#### Work required
Make an exact copy of all the records.

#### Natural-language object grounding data
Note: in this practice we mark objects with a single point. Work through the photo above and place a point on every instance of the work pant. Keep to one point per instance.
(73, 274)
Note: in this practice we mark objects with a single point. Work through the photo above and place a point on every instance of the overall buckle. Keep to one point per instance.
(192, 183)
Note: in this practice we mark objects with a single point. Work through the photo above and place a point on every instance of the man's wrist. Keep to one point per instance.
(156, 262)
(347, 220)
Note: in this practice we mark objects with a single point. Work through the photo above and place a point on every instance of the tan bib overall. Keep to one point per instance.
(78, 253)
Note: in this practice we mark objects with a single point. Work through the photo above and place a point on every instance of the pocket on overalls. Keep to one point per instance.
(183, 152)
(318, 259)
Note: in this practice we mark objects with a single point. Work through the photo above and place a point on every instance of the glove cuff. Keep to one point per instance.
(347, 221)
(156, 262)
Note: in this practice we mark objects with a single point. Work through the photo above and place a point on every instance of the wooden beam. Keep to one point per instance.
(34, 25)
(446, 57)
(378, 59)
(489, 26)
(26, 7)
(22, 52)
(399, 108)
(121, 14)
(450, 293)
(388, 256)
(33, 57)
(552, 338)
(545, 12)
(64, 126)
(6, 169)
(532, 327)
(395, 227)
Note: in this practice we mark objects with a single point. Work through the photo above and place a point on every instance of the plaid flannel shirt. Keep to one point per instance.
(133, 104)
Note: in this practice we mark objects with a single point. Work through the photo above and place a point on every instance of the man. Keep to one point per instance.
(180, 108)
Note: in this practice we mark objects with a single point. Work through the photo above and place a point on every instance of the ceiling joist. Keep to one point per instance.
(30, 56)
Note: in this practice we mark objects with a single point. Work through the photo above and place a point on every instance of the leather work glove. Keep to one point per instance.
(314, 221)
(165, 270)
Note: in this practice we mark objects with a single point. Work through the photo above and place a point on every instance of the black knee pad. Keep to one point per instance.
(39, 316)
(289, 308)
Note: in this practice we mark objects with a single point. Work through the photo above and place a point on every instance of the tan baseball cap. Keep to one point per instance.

#### Response below
Note: in this practice we mark objects with a single point. Work through the photo above and place a point on every instance of the work pant. Keep to one point per instance.
(73, 274)
Note: in this practice we mark objects with a single point. Work through the photo above and place a point on every instance of the overall buckle. Keep to one point per instance.
(192, 183)
Note: in this practice we mark objects with a single point. Work through the photo above and place a point on every instance of the man's wrist. Keep to one point per instance.
(156, 262)
(347, 220)
Note: in this practice we mark objects with a single point. Work through the photo above and place a point on every instance of the tan bib overall. Keep to one point per instance.
(78, 253)
Note: in this practice we mark objects with a single point. Work through the photo above and place a point on every instance of the pocket on overalls. Keep to one point per instance.
(183, 152)
(318, 259)
Note: in this practice we mark objects with a single point. Work through the photo above and place a point on every instance of the glove cuff. Keep to one point per instance.
(347, 221)
(156, 262)
Note: in this practice we mark objects with a single point. Work through the photo above and place a point on every instance of the wooden beam. Keep to one point per instance.
(34, 25)
(446, 57)
(378, 59)
(489, 26)
(26, 7)
(22, 52)
(399, 108)
(121, 14)
(450, 293)
(388, 256)
(33, 57)
(552, 338)
(545, 12)
(64, 126)
(6, 169)
(532, 327)
(395, 227)
Note: in this practice we mark objects with a single point. Work through the photo above and place a point on every instance of the plaid flannel shirt. Keep to one point per instance.
(133, 104)
Note: in this practice we mark objects with a single point. Work through the photo above and place a point on every instance of the man. Keep to one point per instance.
(180, 108)
Note: in this practice we mark objects with a single point. Work through the photo above and place a point on every instance of the ceiling joist. Keep to one point per instance.
(30, 56)
Note: in this practice we mark objects with a single point. Work through the photo above and place a point on every instance of the leather work glove. Keep to one point per instance.
(314, 221)
(165, 270)
Note: in this practice we mark objects with a single point. Work through the photo above and place a point on every instance of the black knee pad. Keep to one point per instance.
(39, 316)
(289, 308)
Note: in this practice we mark objects with a single point. Work through the photo above and place a point on every instance of the tan baseball cap. Keep to one point per instance.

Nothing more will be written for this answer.